Passage.
# Brooklyn To Manhattan



## Yelkcub (Aug 18, 2009)

Cab ride? Can't remember how far/much it was when I did it last.

I'm in NY 9-14 September and am staying in Brooklyn on the 12 and 13th for a mates Wedding. Would I be better to stay in Manhattan for the first couple of days if I mainly wanted to be there or is it short enough to come in and out from Brooklyn?

Thanks for help in advance.


----------



## Pip (Aug 18, 2009)

Staying in Manhattan will be much more expensive. 
It depends where in Brooklyn and where in Manhattan, but it's definitely doable. Union Square to Greenpoint is about $10-$15 in a cab IIRC. A few stops on the subway. Not a problem at all.


----------



## mhendo (Aug 18, 2009)

If you're anywhere near a station, i'd definitely prefer the subway over a cab. The subway is quick and comes frequently, and you don't have to worry about traffic on the bridges or in the tunnels.

Last time i stayed in Brooklyn, it was over in Park Slope, and getting into Union Square in Manhattan from the 7th Avenue (B-Q line) stop in Brooklyn took about 20 minutes. Very civilized way to travel.

Information supplied.
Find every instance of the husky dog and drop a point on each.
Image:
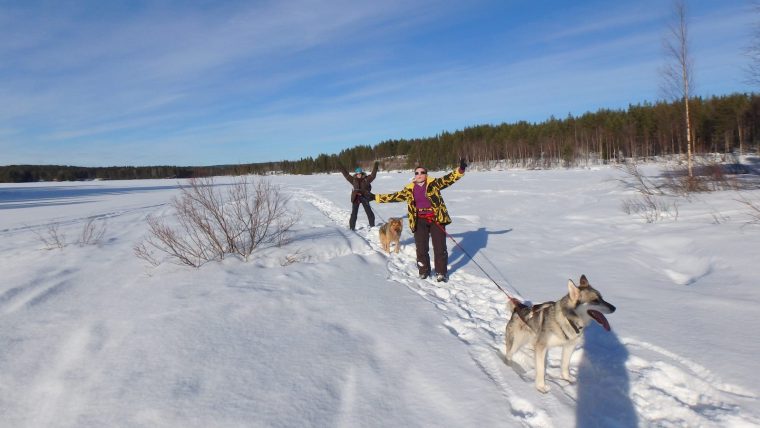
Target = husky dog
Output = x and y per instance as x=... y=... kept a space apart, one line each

Set task 1. Please update the stretch of the Brooklyn to Manhattan thread from "Staying in Manhattan" through "mhendo (Aug 18, 2009)", putting "Park Slope" in place of "Greenpoint".
Set task 2. Continue the Brooklyn to Manhattan thread from its final sentence.

Result 1.
Staying in Manhattan will be much more expensive. 
It depends where in Brooklyn and where in Manhattan, but it's definitely doable. Union Square to Park Slope is about $10-$15 in a cab IIRC. A few stops on the subway. Not a problem at all.


----------



## mhendo (Aug 18, 2009)

Result 2.
If you're somewhere even closer in, like Williamsburg or Greenpoint, it's even quicker, although a mate of mine who lives on the L line says that sometimes the morning trains into Manhattan are so crowded by the time they get to the last few Brooklyn stops that not everyone can fit on the train, and some people end up getting left behind to wait for the next one.


----------



## Pip (Aug 18, 2009)

mhendo said:


> If you're anywhere near a station, i'd definitely prefer the subway over a cab. The subway is quick and comes frequently, and you don't have to worry about traffic on the bridges or in the tunnels.
> 
> Last time i stayed in Brooklyn, it was over in Park Slope, and getting into Union Square in Manhattan from the 7th Avenue (B-Q line) stop in Brooklyn took about 20 minutes. Very civilized way to travel.
> 
> If you're somewhere even closer in, like Williamsburg or Greenpoint, it's even quicker, although a mate of mine who lives on the L line says that sometimes the morning trains into Manhattan are so crowded by the time they get to the last few Brooklyn stops that not everyone can fit on the train, and some people end up getting left behind to wait for the next one.



No different to the tube then. Plus if you get the subway in the morning you can hum Native New Yorker to yourself 
Where are you staying Yelkie?


----------



## Yelkcub (Aug 18, 2009)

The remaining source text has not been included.